→ WORK REQUIRED: Transcribe every entry word for word, but skip the images.
[Start of Attachment]
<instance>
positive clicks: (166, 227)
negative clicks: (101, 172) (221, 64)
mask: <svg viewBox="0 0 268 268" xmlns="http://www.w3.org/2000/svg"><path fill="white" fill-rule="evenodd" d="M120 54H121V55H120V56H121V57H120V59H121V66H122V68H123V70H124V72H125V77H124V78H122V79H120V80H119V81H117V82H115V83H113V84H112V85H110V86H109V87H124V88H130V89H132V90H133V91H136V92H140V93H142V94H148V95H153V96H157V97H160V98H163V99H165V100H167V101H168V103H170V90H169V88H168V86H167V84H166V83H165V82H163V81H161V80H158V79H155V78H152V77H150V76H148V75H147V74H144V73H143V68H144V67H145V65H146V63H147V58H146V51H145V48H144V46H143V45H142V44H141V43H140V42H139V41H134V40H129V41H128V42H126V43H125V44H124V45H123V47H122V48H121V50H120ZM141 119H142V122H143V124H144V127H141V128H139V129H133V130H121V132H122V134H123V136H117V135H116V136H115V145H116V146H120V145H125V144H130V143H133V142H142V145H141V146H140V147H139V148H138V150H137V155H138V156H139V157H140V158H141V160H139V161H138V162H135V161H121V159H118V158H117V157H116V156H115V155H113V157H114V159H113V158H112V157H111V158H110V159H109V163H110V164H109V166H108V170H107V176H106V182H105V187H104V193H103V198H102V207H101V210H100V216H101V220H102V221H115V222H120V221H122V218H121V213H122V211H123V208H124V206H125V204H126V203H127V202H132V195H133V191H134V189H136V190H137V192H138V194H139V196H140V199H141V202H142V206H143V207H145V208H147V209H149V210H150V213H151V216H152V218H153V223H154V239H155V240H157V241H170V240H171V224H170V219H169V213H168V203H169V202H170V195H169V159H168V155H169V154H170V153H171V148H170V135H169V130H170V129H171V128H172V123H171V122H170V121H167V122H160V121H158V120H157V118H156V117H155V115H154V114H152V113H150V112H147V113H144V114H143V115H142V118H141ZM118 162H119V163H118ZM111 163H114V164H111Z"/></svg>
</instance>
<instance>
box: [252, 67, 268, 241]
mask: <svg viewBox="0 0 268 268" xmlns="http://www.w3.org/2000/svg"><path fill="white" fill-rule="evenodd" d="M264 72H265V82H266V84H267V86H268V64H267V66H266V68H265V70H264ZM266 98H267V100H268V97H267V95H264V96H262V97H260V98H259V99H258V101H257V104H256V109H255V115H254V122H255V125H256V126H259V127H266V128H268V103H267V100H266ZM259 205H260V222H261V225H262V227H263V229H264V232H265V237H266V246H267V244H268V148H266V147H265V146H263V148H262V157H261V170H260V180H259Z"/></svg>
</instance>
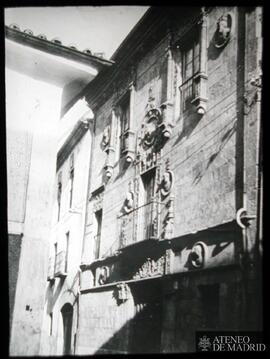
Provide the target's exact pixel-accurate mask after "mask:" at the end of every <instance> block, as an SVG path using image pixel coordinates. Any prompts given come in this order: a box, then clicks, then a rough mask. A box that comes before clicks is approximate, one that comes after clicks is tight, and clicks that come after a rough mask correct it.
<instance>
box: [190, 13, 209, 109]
mask: <svg viewBox="0 0 270 359" xmlns="http://www.w3.org/2000/svg"><path fill="white" fill-rule="evenodd" d="M199 26H200V71H199V73H198V74H197V75H196V76H195V77H194V99H193V100H192V101H191V103H192V104H193V105H194V106H195V107H196V111H197V113H198V115H200V116H203V115H204V114H205V113H206V103H207V100H208V99H207V79H208V76H207V70H206V69H207V17H206V12H205V10H204V8H203V9H202V15H201V20H200V22H199Z"/></svg>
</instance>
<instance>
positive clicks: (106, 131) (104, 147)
mask: <svg viewBox="0 0 270 359" xmlns="http://www.w3.org/2000/svg"><path fill="white" fill-rule="evenodd" d="M110 134H111V129H110V126H109V125H107V126H106V127H105V128H104V131H103V136H102V141H101V145H102V148H103V150H105V149H106V148H107V146H108V145H109V143H110Z"/></svg>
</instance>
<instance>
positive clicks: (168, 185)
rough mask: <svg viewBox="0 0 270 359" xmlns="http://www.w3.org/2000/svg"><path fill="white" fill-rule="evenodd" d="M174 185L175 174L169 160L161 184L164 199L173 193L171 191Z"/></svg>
mask: <svg viewBox="0 0 270 359" xmlns="http://www.w3.org/2000/svg"><path fill="white" fill-rule="evenodd" d="M173 184H174V174H173V172H172V171H171V170H170V161H169V159H167V162H166V170H165V172H164V174H163V177H162V180H161V183H160V192H161V194H162V196H163V197H166V196H168V194H169V193H170V192H171V189H172V187H173Z"/></svg>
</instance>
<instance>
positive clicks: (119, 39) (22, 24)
mask: <svg viewBox="0 0 270 359" xmlns="http://www.w3.org/2000/svg"><path fill="white" fill-rule="evenodd" d="M148 8H149V7H148V6H62V7H20V8H6V9H5V25H11V24H12V23H15V24H17V25H18V26H19V27H20V29H21V30H25V29H30V30H32V31H33V33H34V35H39V34H41V33H42V34H45V35H46V36H47V39H48V40H52V39H53V38H55V37H57V38H59V39H60V40H61V41H62V44H63V45H66V46H69V45H71V44H74V45H75V46H76V47H77V49H78V50H80V51H83V50H84V49H86V48H89V49H90V50H91V51H92V53H94V52H104V53H105V58H108V59H109V58H110V57H111V56H112V54H113V53H114V51H115V50H116V49H117V48H118V46H119V45H120V43H121V42H122V41H123V40H124V38H125V37H126V36H127V34H128V33H129V32H130V30H131V29H132V28H133V27H134V25H135V24H136V23H137V22H138V21H139V19H140V18H141V17H142V16H143V14H144V13H145V12H146V11H147V9H148Z"/></svg>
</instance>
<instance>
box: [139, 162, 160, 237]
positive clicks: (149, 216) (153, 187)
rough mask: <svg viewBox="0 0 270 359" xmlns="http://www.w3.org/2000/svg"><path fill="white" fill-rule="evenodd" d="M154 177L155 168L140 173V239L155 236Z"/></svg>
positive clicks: (154, 205)
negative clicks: (140, 232) (141, 179)
mask: <svg viewBox="0 0 270 359" xmlns="http://www.w3.org/2000/svg"><path fill="white" fill-rule="evenodd" d="M155 178H156V169H155V168H153V169H151V170H150V171H147V172H145V173H144V174H143V175H142V182H143V187H144V198H143V203H144V204H143V213H142V222H143V227H142V228H143V233H142V237H143V238H142V239H149V238H155V237H156V232H157V228H156V227H157V218H156V215H157V213H156V203H155Z"/></svg>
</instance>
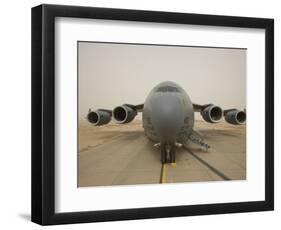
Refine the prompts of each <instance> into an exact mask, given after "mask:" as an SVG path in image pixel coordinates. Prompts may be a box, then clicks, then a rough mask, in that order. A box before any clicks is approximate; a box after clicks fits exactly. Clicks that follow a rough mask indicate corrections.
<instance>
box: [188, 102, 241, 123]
[End of Attachment]
→ ANSWER BELOW:
<instance>
positive clicks: (166, 227)
negative clicks: (101, 172) (221, 64)
mask: <svg viewBox="0 0 268 268" xmlns="http://www.w3.org/2000/svg"><path fill="white" fill-rule="evenodd" d="M120 54H121V55H120V56H121V57H120V59H121V66H122V68H123V70H124V72H125V77H124V78H122V79H120V80H119V81H117V82H115V83H113V84H112V85H110V86H109V87H124V88H130V89H132V90H133V91H136V92H140V93H142V94H148V95H153V96H157V97H160V98H163V99H165V100H167V101H168V103H170V90H169V88H168V86H167V84H166V83H165V82H163V81H161V80H158V79H155V78H152V77H150V76H148V75H147V74H144V73H143V68H144V67H145V65H146V63H147V58H146V51H145V48H144V46H143V45H142V44H141V43H140V42H139V41H134V40H129V41H128V42H126V43H125V44H124V45H123V47H122V48H121V50H120ZM141 119H142V122H143V124H144V127H141V128H139V129H133V130H121V132H122V134H123V136H117V135H116V136H115V145H116V146H120V145H125V144H130V143H133V142H142V145H141V146H140V147H139V148H138V150H137V155H138V156H139V157H140V158H141V160H139V161H138V162H135V161H121V159H118V158H117V157H116V156H115V155H113V157H114V159H113V158H112V157H111V158H110V159H109V163H110V164H109V166H108V170H107V176H106V182H105V187H104V193H103V198H102V207H101V210H100V216H101V220H102V221H115V222H120V221H122V218H121V213H122V211H123V208H124V206H125V204H126V203H127V202H132V195H133V191H134V189H136V190H137V192H138V194H139V196H140V199H141V202H142V206H143V207H145V208H147V209H149V210H150V213H151V216H152V218H153V223H154V239H155V240H157V241H170V240H171V224H170V219H169V213H168V203H169V202H170V195H169V159H168V155H169V154H170V153H171V148H170V135H169V130H170V129H171V128H172V123H171V122H170V121H167V122H160V121H158V120H157V118H156V117H155V115H154V114H152V113H150V112H147V113H144V114H143V115H142V118H141ZM118 162H119V163H118ZM111 163H114V164H111Z"/></svg>
</instance>
<instance>
box: [252, 67, 268, 241]
mask: <svg viewBox="0 0 268 268" xmlns="http://www.w3.org/2000/svg"><path fill="white" fill-rule="evenodd" d="M264 72H265V82H266V84H267V86H268V64H267V66H266V68H265V70H264ZM266 98H267V100H268V97H267V95H264V96H262V97H260V98H259V99H258V101H257V104H256V109H255V115H254V122H255V125H256V126H259V127H266V128H268V103H267V100H266ZM259 205H260V222H261V225H262V227H263V229H264V232H265V237H266V246H267V244H268V148H266V147H265V146H263V148H262V157H261V170H260V180H259Z"/></svg>
</instance>
Provide the target's exact pixel-accurate mask after "mask:" at the end of every <instance> block, as an SVG path using image pixel coordinates. Any prompts given come in this order: a box, then clicks, then a rough mask. A box that comes before clicks is approximate, one that comes after clicks is tight, and clicks that come after a rough mask correct it.
<instance>
box: [190, 13, 209, 109]
mask: <svg viewBox="0 0 270 359" xmlns="http://www.w3.org/2000/svg"><path fill="white" fill-rule="evenodd" d="M199 26H200V71H199V73H198V74H197V75H196V76H195V77H194V99H193V100H192V101H191V103H192V104H193V105H194V106H195V107H196V111H197V113H198V115H200V116H203V115H204V114H205V113H206V103H207V100H208V99H207V79H208V76H207V70H206V69H207V17H206V12H205V10H204V8H203V9H202V15H201V20H200V22H199Z"/></svg>
</instance>
<instance>
positive clicks: (106, 131) (104, 147)
mask: <svg viewBox="0 0 270 359" xmlns="http://www.w3.org/2000/svg"><path fill="white" fill-rule="evenodd" d="M110 134H111V129H110V126H109V125H107V126H106V127H105V128H104V131H103V136H102V141H101V145H102V148H103V150H105V149H106V148H107V146H108V145H109V143H110Z"/></svg>
</instance>
<instance>
positive clicks: (168, 185)
rough mask: <svg viewBox="0 0 270 359" xmlns="http://www.w3.org/2000/svg"><path fill="white" fill-rule="evenodd" d="M174 185L175 174L169 160L161 184L164 199L173 193L171 191Z"/></svg>
mask: <svg viewBox="0 0 270 359" xmlns="http://www.w3.org/2000/svg"><path fill="white" fill-rule="evenodd" d="M173 184H174V174H173V172H172V171H171V170H170V161H169V159H167V162H166V170H165V172H164V174H163V177H162V180H161V183H160V192H161V194H162V196H163V197H166V196H168V194H169V193H170V192H171V189H172V187H173Z"/></svg>
</instance>
<instance>
positive clicks: (119, 39) (22, 24)
mask: <svg viewBox="0 0 270 359" xmlns="http://www.w3.org/2000/svg"><path fill="white" fill-rule="evenodd" d="M148 8H149V7H148V6H62V7H20V8H6V9H5V25H11V24H12V23H15V24H17V25H18V26H19V27H20V29H21V30H25V29H30V30H32V31H33V33H34V35H39V34H41V33H42V34H45V35H46V36H47V39H48V40H52V39H53V38H55V37H57V38H59V39H60V40H61V41H62V44H63V45H66V46H69V45H71V44H74V45H75V46H76V47H77V49H78V50H80V51H83V50H84V49H86V48H89V49H90V50H91V51H92V53H94V52H104V53H105V58H108V59H109V58H110V57H111V56H112V54H113V53H114V51H115V50H116V49H117V48H118V46H119V45H120V43H121V42H122V41H123V40H124V38H125V37H126V36H127V34H128V33H129V32H130V30H131V29H132V28H133V27H134V25H135V24H136V23H137V22H138V21H139V19H140V18H141V17H142V16H143V14H144V13H145V12H146V11H147V9H148Z"/></svg>
</instance>
<instance>
box: [139, 162, 160, 237]
positive clicks: (149, 216) (153, 187)
rough mask: <svg viewBox="0 0 270 359" xmlns="http://www.w3.org/2000/svg"><path fill="white" fill-rule="evenodd" d="M154 177L155 168L140 173V239L155 236Z"/></svg>
positive clicks: (154, 205)
negative clicks: (140, 232) (141, 179)
mask: <svg viewBox="0 0 270 359" xmlns="http://www.w3.org/2000/svg"><path fill="white" fill-rule="evenodd" d="M155 178H156V169H155V168H153V169H151V170H150V171H147V172H145V173H144V174H143V175H142V182H143V187H144V198H143V203H144V204H143V213H142V222H143V227H142V228H143V233H142V237H143V238H142V239H149V238H155V237H156V232H157V228H156V227H157V218H156V215H157V213H156V203H155Z"/></svg>
</instance>
Refine the prompts of each <instance> into an exact mask, given after "mask:" as an SVG path in image pixel coordinates. Prompts may be a box, then clicks, then a rough mask, in that order. A box before any clicks is approximate; a box after clicks fits exactly. Clicks that follow a rough mask indicate corrections.
<instance>
box: [188, 102, 241, 123]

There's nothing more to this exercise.